*** SOURCE MATERIAL ***

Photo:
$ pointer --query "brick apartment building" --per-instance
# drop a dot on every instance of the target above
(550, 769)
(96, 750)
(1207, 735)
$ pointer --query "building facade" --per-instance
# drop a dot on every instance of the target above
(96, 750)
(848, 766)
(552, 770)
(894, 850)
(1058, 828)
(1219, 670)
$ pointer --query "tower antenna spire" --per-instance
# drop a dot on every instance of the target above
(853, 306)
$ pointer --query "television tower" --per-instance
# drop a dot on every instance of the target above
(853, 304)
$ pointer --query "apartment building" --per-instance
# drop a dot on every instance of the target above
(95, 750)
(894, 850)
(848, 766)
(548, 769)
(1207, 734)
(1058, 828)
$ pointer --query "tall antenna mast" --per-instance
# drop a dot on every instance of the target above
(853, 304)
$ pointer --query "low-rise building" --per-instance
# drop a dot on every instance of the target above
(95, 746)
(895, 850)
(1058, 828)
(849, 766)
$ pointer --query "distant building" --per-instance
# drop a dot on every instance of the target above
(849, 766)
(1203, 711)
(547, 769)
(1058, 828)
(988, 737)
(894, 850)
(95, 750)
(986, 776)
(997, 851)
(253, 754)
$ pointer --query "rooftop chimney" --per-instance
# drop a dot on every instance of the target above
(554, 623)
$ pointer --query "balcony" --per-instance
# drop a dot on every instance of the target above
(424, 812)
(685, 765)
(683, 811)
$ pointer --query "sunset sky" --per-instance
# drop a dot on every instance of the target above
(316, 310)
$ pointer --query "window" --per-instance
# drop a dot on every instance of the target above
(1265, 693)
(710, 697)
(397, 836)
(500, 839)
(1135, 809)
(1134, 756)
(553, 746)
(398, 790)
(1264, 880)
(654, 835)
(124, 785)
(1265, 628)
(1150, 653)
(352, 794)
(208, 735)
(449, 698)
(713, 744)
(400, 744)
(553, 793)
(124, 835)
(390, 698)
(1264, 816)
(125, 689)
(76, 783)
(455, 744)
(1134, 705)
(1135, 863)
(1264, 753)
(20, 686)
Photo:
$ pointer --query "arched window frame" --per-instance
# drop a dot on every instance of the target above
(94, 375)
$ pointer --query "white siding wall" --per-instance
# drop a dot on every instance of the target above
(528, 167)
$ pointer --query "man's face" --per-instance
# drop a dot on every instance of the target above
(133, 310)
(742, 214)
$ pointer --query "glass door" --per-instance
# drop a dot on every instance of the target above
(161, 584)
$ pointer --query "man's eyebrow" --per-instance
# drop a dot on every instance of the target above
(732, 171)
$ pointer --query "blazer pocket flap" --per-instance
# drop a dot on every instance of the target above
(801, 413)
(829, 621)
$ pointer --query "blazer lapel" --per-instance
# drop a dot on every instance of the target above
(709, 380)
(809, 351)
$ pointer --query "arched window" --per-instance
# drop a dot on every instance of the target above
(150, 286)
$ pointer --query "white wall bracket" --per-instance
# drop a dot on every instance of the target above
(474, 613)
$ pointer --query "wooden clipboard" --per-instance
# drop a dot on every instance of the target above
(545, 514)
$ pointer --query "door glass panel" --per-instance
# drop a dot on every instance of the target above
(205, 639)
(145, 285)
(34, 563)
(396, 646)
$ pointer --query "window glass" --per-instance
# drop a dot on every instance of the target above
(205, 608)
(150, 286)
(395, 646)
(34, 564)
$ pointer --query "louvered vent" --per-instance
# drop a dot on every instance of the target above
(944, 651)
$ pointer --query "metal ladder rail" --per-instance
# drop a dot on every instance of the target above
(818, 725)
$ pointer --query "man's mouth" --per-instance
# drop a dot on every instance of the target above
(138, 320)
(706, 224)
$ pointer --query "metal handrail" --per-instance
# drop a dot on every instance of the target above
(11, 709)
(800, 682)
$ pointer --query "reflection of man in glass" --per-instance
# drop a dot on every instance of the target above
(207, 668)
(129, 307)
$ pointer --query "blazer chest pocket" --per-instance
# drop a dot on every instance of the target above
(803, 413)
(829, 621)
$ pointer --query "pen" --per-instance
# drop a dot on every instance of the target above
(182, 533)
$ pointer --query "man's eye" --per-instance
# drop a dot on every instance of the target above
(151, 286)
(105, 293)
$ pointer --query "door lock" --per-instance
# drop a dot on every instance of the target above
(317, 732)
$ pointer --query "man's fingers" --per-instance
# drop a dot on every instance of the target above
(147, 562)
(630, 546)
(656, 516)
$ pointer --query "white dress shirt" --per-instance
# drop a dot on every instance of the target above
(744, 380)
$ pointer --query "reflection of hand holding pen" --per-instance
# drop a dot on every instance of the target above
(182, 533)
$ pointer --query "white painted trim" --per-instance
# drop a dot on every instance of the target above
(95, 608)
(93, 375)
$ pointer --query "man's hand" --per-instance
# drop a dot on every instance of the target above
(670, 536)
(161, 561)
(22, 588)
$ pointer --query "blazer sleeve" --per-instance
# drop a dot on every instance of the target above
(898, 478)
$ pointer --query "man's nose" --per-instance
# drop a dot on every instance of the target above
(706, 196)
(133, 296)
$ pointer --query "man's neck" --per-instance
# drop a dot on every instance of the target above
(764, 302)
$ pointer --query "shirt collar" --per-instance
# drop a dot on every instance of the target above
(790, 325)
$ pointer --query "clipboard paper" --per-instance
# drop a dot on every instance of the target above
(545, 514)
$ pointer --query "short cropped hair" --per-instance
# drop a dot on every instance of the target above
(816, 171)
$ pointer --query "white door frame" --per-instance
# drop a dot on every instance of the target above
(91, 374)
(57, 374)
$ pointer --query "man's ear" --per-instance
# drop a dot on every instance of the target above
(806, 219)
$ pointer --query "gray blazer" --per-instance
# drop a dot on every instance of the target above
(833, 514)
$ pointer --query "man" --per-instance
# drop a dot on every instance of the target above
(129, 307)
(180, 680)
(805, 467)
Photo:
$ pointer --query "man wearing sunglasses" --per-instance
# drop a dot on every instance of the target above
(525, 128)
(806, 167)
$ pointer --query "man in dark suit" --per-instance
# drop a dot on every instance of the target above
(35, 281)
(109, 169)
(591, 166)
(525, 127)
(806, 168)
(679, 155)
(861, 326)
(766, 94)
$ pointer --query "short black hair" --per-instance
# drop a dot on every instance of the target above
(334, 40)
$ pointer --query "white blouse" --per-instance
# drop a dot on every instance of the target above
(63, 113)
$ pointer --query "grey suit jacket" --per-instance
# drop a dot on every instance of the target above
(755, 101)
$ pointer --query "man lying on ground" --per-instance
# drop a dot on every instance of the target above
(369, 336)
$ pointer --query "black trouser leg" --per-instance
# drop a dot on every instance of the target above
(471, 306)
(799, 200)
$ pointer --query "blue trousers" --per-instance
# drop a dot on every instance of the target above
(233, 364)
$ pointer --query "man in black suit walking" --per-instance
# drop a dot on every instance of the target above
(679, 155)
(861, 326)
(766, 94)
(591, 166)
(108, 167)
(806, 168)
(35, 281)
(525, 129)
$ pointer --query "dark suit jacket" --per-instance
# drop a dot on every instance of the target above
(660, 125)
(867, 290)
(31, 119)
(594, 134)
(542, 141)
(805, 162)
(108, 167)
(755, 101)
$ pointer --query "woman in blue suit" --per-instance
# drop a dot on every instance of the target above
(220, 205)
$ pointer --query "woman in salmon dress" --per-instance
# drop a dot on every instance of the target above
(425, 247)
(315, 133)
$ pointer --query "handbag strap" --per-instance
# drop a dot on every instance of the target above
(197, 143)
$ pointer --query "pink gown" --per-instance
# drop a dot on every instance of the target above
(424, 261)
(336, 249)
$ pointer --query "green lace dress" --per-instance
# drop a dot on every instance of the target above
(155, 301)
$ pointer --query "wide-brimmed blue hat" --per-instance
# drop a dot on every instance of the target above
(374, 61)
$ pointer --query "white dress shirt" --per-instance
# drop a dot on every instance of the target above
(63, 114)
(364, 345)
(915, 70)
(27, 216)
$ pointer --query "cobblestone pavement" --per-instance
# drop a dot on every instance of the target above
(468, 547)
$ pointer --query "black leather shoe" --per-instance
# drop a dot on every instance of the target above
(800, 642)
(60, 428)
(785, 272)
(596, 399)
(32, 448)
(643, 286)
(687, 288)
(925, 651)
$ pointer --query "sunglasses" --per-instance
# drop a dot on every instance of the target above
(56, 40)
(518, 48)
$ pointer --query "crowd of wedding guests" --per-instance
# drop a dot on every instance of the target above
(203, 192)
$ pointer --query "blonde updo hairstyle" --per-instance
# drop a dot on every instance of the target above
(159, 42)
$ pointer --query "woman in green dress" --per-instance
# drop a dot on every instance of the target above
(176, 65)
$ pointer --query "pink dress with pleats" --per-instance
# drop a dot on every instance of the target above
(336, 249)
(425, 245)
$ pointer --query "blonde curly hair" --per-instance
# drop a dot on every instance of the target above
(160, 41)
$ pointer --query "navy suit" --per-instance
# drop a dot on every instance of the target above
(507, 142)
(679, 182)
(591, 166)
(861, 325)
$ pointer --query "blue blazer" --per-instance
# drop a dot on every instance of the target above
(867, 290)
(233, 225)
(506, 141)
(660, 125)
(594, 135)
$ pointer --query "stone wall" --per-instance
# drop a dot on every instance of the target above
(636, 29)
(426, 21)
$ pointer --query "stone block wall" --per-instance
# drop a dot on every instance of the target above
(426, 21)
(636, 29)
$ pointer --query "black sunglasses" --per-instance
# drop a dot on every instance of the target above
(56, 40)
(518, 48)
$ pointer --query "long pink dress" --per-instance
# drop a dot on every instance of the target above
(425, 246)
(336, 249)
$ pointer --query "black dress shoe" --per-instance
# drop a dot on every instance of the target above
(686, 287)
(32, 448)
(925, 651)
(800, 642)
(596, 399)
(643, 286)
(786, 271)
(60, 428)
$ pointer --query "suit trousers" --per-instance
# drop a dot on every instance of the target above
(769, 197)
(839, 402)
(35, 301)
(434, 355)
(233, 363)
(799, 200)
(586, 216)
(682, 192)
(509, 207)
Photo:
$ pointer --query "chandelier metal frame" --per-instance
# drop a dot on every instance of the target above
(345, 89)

*** End of SOURCE MATERIAL ***

TRY IT:
Copy each line from the records above that includes the string "dark".

EXERCISE SOLUTION:
$ pointer --query "man in dark suit" --per-instance
$ pointer --query "dark suit jacket" --per-instance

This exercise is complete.